Things to do:
a: Answer these from the news report on the Benghazi shooting:
(i) Where was Ahmed al-Barghathi heading when the gunmen opened fire?
(ii) Who was killed in Benghazi during the Islamist assault a year earlier?
(iii) Whose house did residents storm several hours after the shooting?
b: Pick up the news report on the Benghazi shooting after its last sentence and continue it.

Selected extract:

________

BENGHAZI, LIBYA — Gunmen shot dead Libya's military police
force commander in the restive eastern city of Benghazi as he was about attend
Friday prayers, a security source said, triggering a violent response from
residents.
The attack is the latest blow to a weak Libyan government that is
struggling to assert control over militias and radical Islamists two years
after the fall of Moammar Gadhafi.
Unknown gunmen opened fire on Ahmed al-Barghathi as he left his
house to go to a mosque. “He was brought to hospital but later died there,” the
source said.
Several army officers have been assassinated in Benghazi, where
the U.S. ambassador was killed during an Islamist assault on a U.S. diplomatic
mission a year ago. The shooting of Barghathi, who was on vacation in the city,
is the highest profile attack there for weeks.
Several hours after the shooting, dozens of residents joined
members of Barghathi's tribe in storming the house of prominent militia leader
Wissam Ben Hamid, witnesses said. His house was set ablaze but there were no
immediate reports of casualties.

________

Data to examine:
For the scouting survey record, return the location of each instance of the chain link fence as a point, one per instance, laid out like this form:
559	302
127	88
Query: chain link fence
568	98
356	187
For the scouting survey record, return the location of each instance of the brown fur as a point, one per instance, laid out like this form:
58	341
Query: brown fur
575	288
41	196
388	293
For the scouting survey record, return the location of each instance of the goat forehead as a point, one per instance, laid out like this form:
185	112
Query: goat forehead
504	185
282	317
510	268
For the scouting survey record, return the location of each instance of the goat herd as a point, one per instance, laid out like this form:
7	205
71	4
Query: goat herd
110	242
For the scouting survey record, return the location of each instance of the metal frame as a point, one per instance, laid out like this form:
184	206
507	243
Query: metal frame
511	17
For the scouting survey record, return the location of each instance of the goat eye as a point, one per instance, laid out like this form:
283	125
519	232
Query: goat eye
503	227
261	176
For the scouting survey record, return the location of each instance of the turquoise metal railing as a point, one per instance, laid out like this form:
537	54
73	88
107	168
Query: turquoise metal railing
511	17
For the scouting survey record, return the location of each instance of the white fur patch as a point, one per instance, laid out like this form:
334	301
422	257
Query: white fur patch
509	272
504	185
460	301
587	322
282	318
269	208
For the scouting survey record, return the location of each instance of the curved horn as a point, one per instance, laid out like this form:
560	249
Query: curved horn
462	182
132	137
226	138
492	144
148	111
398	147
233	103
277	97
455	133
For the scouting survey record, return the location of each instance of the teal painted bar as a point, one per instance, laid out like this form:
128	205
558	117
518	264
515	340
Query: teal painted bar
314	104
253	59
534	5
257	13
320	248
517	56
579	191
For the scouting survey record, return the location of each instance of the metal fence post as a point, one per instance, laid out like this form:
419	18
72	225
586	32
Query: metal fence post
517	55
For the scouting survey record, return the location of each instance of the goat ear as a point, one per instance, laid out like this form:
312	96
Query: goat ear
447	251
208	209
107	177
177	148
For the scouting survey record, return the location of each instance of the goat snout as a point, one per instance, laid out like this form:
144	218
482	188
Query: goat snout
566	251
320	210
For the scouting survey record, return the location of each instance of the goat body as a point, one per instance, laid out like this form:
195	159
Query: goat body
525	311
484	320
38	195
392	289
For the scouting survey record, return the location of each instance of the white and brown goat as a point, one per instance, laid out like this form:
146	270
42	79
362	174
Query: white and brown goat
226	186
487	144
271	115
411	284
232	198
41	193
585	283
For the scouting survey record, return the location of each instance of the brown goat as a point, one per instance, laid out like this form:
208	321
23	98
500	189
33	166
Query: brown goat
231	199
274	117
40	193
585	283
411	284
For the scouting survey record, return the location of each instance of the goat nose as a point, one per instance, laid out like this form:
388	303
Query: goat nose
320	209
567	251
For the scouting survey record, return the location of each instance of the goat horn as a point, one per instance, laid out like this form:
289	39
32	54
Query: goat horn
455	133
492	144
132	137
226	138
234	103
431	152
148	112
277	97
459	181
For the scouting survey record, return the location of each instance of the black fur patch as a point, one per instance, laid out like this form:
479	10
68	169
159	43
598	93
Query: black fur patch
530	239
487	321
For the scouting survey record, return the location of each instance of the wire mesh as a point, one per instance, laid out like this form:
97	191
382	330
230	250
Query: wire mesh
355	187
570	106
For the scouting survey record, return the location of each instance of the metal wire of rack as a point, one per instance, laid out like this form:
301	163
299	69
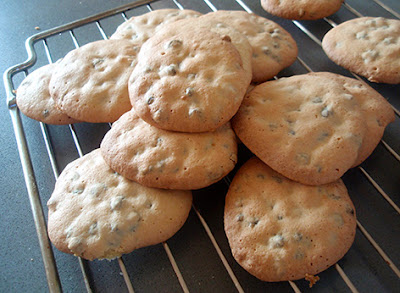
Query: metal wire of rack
239	280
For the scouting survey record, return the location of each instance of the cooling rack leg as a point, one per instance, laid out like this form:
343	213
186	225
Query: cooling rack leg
53	280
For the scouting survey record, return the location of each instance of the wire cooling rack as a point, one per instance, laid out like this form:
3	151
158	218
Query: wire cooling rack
198	258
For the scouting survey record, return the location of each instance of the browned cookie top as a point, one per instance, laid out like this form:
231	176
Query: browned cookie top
166	159
301	9
188	80
34	100
91	83
377	112
96	213
307	127
369	46
273	47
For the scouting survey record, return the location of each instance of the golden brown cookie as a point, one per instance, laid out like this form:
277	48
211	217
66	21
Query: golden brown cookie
306	127
34	100
188	81
378	113
91	83
302	9
95	213
165	159
368	46
282	230
273	47
141	28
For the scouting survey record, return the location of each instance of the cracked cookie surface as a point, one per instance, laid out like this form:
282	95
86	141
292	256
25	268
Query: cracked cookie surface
281	230
95	213
368	46
166	159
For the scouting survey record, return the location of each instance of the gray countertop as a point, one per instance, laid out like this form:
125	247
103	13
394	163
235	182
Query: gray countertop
149	268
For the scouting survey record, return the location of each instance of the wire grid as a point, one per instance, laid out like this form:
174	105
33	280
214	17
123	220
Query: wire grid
50	266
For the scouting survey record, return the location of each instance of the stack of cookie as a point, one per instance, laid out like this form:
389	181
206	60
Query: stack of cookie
173	82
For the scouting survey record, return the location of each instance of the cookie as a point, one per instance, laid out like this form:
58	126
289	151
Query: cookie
368	46
141	28
91	83
301	10
273	47
188	81
281	230
377	112
165	159
34	100
238	39
96	213
306	127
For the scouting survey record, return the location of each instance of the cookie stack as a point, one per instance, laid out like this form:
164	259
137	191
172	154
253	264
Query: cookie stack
185	85
174	82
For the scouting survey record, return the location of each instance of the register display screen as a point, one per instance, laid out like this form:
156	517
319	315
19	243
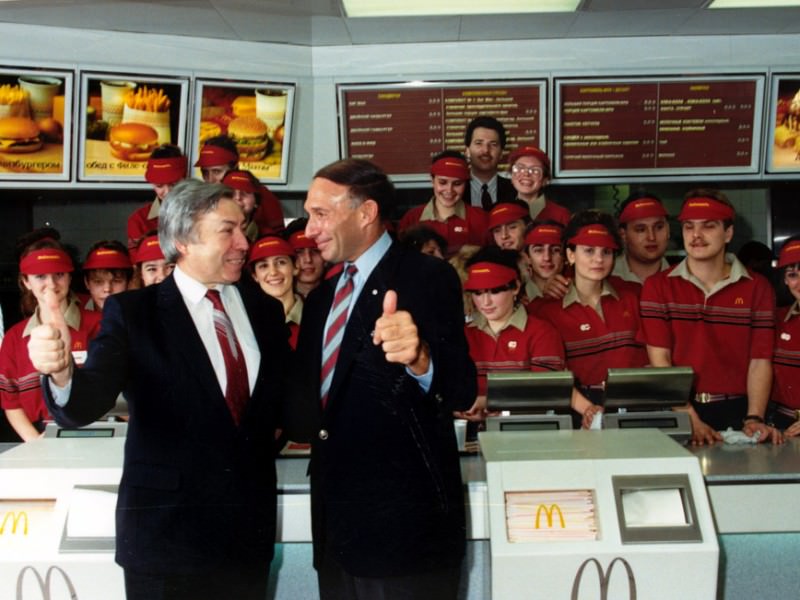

________

Answers to the exercises:
a:
(i) To a mosque, for Friday prayers.
(ii) The U.S. ambassador.
(iii) The house of prominent militia leader Wissam Ben Hamid.

b:
Some of the protesters accused Hamid, leader of the Libya Shield
Brigade, of having a role in the killing of Barghathi, who had been trying to
restore order in Benghazi and elsewhere.
Libya Shield, an umbrella of former rebels who say they are now
allied to the defense ministry, was not immediately available for comment.
In June, at least 31 people were killed in clashes between the
militia and armed protesters who demanded that the group disarm. Many ordinary
Libyans are fed up with armed young men roaming the streets.
The government has been unable to disarm myriad militias and
radical Islamists in a country awash with guns from the Gadhafi era and foreign
weapons supplied in 2011 to help the Western-backed uprising.
Last week, former rebels briefly seized Prime Minister Ali Zeidan
from the Tripoli hotel where he lives during a dawn raid, only to release him
hours later.
The gunmen who snatched Zeidan — former anti-Gadhafi rebels now on
the government payroll — said they were angry at reports the government had
been informed in advance of a U.S. raid to capture an al-Qaida suspect in
Libya. Zeidan called the kidnapping a coup attempt.
Zeidan, a liberal, has come under pressure for failing to improve
public services since Gadhafi's overthrow and has faced a wave of strikes and
protests that have closed most oil ports in the OPEC producer.